**EXERCISE OBJECTIVE**
Copy the lines of the items below word for word, starting at the line containing "Each instance of the khaki" and ending at the line containing "[[155, 145], [212, 126]]".

Point labeling data based on photos:
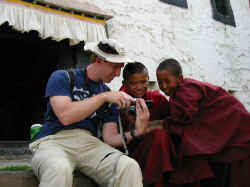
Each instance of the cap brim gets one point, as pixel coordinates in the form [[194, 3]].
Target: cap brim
[[92, 46]]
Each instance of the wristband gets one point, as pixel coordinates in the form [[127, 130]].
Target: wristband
[[132, 133]]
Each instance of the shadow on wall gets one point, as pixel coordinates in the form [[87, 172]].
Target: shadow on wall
[[27, 64]]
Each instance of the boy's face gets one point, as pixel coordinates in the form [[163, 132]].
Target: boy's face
[[167, 81], [137, 84]]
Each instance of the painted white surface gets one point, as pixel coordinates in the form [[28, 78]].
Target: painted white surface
[[208, 50]]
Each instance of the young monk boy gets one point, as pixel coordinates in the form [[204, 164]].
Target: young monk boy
[[153, 146], [212, 125]]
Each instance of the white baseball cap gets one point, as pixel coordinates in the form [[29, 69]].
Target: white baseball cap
[[109, 50]]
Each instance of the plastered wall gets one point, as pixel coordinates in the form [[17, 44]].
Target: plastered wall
[[208, 50]]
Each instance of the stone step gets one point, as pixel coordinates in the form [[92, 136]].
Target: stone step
[[16, 153], [28, 179]]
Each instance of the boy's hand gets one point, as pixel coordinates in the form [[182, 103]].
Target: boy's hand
[[120, 98], [142, 117]]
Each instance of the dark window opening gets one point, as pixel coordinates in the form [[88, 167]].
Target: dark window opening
[[179, 3], [222, 12], [27, 63]]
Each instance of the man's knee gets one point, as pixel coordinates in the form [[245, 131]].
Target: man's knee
[[127, 163]]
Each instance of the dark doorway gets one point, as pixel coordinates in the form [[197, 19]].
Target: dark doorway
[[27, 62]]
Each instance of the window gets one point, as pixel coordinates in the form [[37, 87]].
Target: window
[[222, 12], [179, 3]]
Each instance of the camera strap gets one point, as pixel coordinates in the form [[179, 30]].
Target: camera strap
[[121, 133]]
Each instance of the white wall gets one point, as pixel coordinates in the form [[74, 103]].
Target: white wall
[[208, 50]]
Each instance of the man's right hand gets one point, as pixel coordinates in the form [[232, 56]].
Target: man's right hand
[[120, 98]]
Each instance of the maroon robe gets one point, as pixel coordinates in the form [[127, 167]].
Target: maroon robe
[[212, 127], [153, 152]]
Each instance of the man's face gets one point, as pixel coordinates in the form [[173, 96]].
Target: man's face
[[109, 70], [137, 84], [167, 81]]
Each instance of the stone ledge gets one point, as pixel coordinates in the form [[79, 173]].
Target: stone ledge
[[28, 179]]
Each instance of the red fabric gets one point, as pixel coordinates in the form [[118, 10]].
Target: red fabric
[[154, 156], [212, 125], [209, 120]]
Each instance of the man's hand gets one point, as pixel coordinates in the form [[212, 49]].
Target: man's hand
[[142, 117], [120, 98]]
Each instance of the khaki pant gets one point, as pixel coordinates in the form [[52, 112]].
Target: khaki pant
[[57, 156]]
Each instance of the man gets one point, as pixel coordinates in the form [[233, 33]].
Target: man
[[67, 140]]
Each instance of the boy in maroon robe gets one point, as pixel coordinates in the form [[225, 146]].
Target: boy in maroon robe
[[155, 145], [212, 126]]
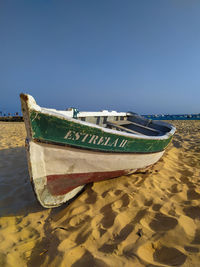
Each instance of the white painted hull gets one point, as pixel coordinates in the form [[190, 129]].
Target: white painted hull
[[51, 167]]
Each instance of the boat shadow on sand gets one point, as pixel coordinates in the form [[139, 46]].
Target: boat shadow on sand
[[16, 194]]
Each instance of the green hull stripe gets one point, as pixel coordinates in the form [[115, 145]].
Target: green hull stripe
[[53, 129]]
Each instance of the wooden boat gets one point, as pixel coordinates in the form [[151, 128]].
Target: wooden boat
[[68, 149]]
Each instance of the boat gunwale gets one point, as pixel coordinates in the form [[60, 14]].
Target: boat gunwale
[[33, 106], [93, 149]]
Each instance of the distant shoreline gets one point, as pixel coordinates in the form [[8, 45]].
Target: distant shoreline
[[12, 118]]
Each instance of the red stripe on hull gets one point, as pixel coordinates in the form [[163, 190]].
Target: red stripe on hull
[[62, 184]]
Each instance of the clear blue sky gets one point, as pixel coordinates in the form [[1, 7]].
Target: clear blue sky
[[138, 55]]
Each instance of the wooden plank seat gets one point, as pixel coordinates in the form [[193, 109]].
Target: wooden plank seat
[[119, 127], [139, 127]]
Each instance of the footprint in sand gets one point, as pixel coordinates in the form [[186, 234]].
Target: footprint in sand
[[193, 212], [192, 194], [108, 216], [169, 256], [162, 223], [79, 220]]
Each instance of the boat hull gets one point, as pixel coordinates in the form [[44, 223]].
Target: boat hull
[[58, 173]]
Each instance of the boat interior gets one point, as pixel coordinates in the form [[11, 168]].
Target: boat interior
[[130, 123]]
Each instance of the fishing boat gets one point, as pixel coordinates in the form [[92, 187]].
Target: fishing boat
[[68, 149]]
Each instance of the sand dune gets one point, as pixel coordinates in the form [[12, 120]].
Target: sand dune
[[146, 219]]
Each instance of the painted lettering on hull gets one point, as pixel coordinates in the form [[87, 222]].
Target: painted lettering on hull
[[95, 139]]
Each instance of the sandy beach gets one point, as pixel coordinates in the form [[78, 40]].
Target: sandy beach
[[145, 219]]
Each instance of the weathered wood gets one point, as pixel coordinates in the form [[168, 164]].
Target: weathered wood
[[118, 126], [126, 122]]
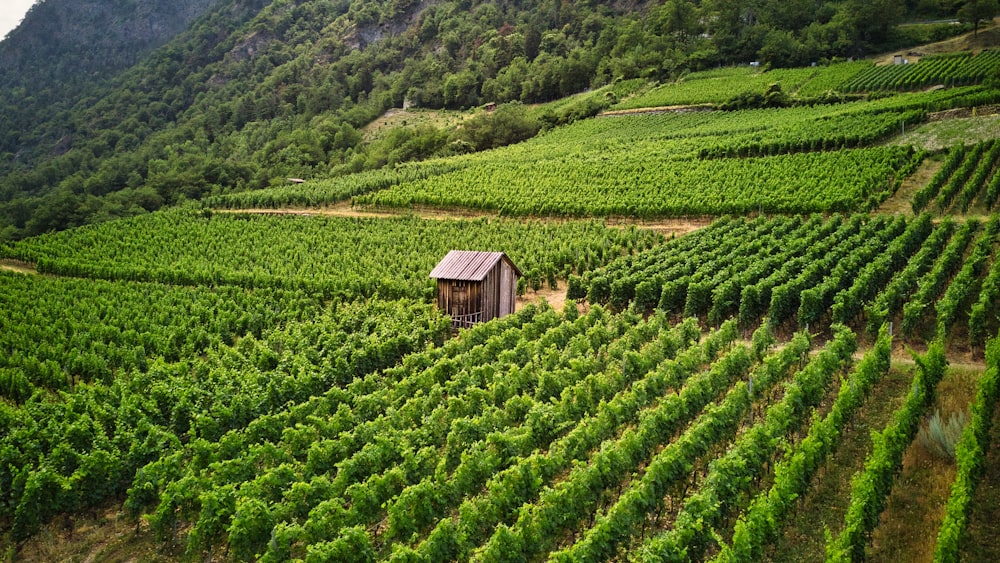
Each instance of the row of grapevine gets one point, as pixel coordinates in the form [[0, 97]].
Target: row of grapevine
[[965, 283], [485, 414], [863, 270], [640, 182], [509, 495], [762, 521], [75, 453], [730, 476], [849, 131], [955, 69], [967, 175], [322, 192], [667, 472], [545, 175], [563, 508], [933, 283], [887, 304], [984, 315], [57, 332], [870, 488], [970, 454], [332, 256]]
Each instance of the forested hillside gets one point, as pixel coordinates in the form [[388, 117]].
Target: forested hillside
[[773, 330], [255, 91]]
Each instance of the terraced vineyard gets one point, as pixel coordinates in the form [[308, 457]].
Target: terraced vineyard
[[269, 387]]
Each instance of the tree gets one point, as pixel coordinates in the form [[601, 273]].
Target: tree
[[975, 11]]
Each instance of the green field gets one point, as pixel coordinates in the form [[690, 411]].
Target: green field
[[246, 386]]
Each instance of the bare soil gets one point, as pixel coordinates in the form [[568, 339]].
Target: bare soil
[[988, 37], [105, 536], [901, 201], [18, 266], [921, 491]]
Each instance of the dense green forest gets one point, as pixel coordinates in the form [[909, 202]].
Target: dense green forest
[[252, 92]]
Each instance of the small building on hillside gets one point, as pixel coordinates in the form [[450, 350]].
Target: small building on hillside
[[475, 287]]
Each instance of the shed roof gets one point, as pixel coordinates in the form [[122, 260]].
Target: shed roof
[[469, 265]]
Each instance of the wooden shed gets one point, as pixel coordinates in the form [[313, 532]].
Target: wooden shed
[[475, 287]]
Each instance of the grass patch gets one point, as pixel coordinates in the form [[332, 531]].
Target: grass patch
[[939, 135], [910, 523]]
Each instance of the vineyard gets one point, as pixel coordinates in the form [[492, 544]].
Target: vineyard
[[954, 69], [280, 386]]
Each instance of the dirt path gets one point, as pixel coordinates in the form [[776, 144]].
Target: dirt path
[[667, 227], [18, 266], [988, 36]]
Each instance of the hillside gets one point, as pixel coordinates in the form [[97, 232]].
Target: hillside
[[254, 92], [777, 335]]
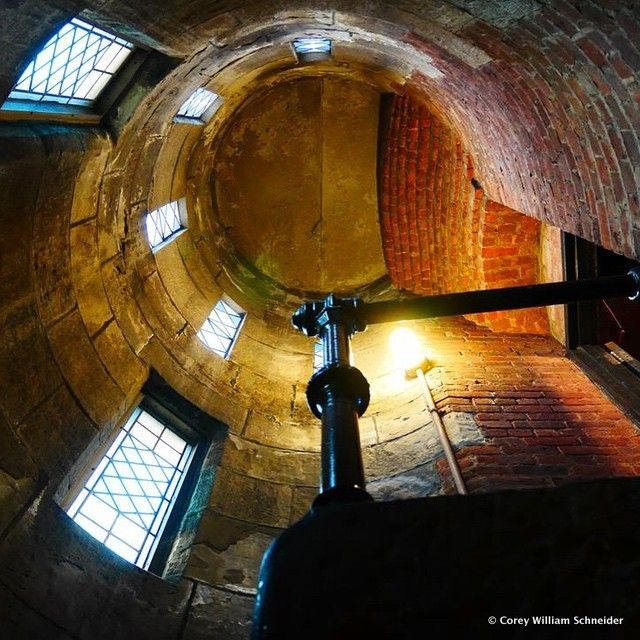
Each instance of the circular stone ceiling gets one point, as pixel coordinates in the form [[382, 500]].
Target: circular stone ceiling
[[294, 184]]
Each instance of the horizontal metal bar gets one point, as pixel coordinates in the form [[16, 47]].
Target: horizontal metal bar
[[468, 302]]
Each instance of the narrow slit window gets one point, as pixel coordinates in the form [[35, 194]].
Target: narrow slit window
[[198, 107], [220, 330], [127, 500], [73, 67], [318, 355], [165, 223], [312, 49]]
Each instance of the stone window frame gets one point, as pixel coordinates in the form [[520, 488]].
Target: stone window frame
[[182, 215], [17, 110], [203, 116], [312, 48], [237, 310], [206, 434]]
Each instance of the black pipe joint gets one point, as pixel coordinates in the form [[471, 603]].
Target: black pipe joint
[[338, 381], [311, 317]]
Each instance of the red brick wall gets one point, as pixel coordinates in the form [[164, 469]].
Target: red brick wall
[[545, 423], [552, 120], [440, 233]]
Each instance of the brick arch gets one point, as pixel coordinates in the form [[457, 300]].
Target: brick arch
[[440, 232]]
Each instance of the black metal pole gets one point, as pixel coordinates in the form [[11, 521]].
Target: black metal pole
[[338, 394], [535, 295]]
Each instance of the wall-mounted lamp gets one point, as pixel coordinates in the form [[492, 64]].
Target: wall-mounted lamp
[[338, 393], [409, 353]]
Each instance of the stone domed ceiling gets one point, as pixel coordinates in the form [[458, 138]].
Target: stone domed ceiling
[[294, 182]]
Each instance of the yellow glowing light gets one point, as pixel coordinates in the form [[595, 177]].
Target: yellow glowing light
[[407, 349]]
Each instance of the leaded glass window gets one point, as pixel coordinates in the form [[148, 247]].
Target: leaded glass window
[[199, 106], [312, 49], [221, 328], [127, 500], [73, 67], [166, 222], [318, 355]]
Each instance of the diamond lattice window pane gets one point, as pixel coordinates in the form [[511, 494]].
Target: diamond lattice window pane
[[312, 49], [198, 104], [318, 355], [73, 67], [165, 222], [221, 328], [126, 502]]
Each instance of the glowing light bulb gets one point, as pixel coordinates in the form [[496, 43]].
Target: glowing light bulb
[[407, 349]]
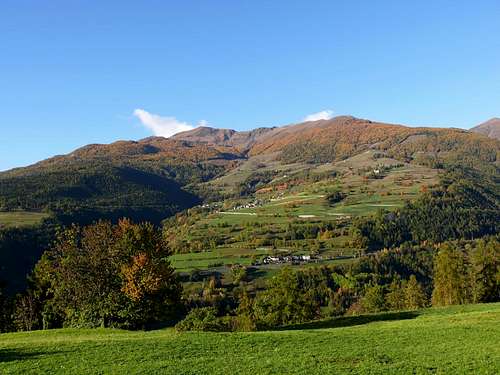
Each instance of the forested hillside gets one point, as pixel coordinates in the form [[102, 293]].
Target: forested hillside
[[251, 230]]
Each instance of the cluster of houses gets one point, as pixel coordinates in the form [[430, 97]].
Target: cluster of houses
[[256, 203], [293, 259]]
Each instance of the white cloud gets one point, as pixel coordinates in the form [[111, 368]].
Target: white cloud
[[164, 126], [327, 114]]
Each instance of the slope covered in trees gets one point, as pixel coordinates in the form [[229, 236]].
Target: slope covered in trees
[[145, 180]]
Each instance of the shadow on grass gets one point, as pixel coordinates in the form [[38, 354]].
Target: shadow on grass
[[349, 321], [10, 355]]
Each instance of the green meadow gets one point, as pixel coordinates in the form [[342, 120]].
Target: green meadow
[[453, 340]]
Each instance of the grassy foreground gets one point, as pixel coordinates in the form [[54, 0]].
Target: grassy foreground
[[456, 340]]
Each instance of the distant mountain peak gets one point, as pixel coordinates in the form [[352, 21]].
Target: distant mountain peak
[[490, 128]]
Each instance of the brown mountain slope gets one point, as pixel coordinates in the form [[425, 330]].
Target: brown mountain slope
[[344, 136], [490, 128], [241, 141]]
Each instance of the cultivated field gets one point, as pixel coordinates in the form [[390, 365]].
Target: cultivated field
[[21, 218], [454, 340]]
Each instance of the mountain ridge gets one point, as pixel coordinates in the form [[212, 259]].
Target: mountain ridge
[[490, 128]]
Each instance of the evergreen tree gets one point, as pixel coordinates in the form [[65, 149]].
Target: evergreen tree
[[414, 296], [450, 277], [373, 300], [395, 298], [485, 273]]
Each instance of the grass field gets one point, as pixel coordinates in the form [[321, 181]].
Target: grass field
[[455, 340], [21, 218]]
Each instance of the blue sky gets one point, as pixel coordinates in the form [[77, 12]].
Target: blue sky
[[74, 72]]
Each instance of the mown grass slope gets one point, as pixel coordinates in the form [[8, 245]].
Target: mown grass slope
[[455, 340]]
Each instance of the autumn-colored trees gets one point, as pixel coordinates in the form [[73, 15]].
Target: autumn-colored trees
[[105, 275], [467, 273]]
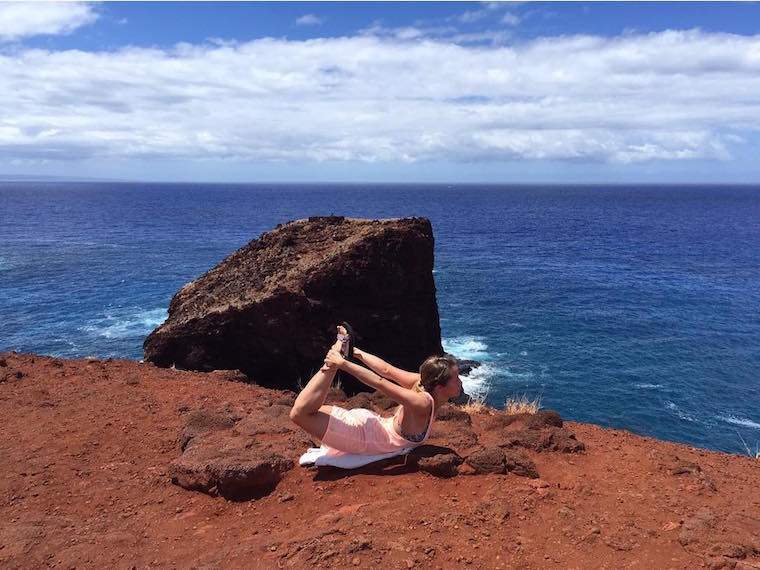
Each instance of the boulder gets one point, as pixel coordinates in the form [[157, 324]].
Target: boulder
[[487, 460], [496, 460], [547, 439], [520, 464], [441, 465], [270, 309], [452, 413], [204, 420], [229, 466]]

**REPLY TO THE TASK**
Each instance of the khaki pant gets one point, as pixel coordinates in the form [[52, 112]].
Target: khaki pant
[[57, 156]]
Each instance of the man gets one point, as pixel coordinates in the form [[233, 33]].
Target: man
[[67, 140]]
Each instance of the boy in maroon robe gets one point, as pixel coordinates in the form [[225, 146]].
Target: boy in maroon robe
[[155, 145], [212, 126]]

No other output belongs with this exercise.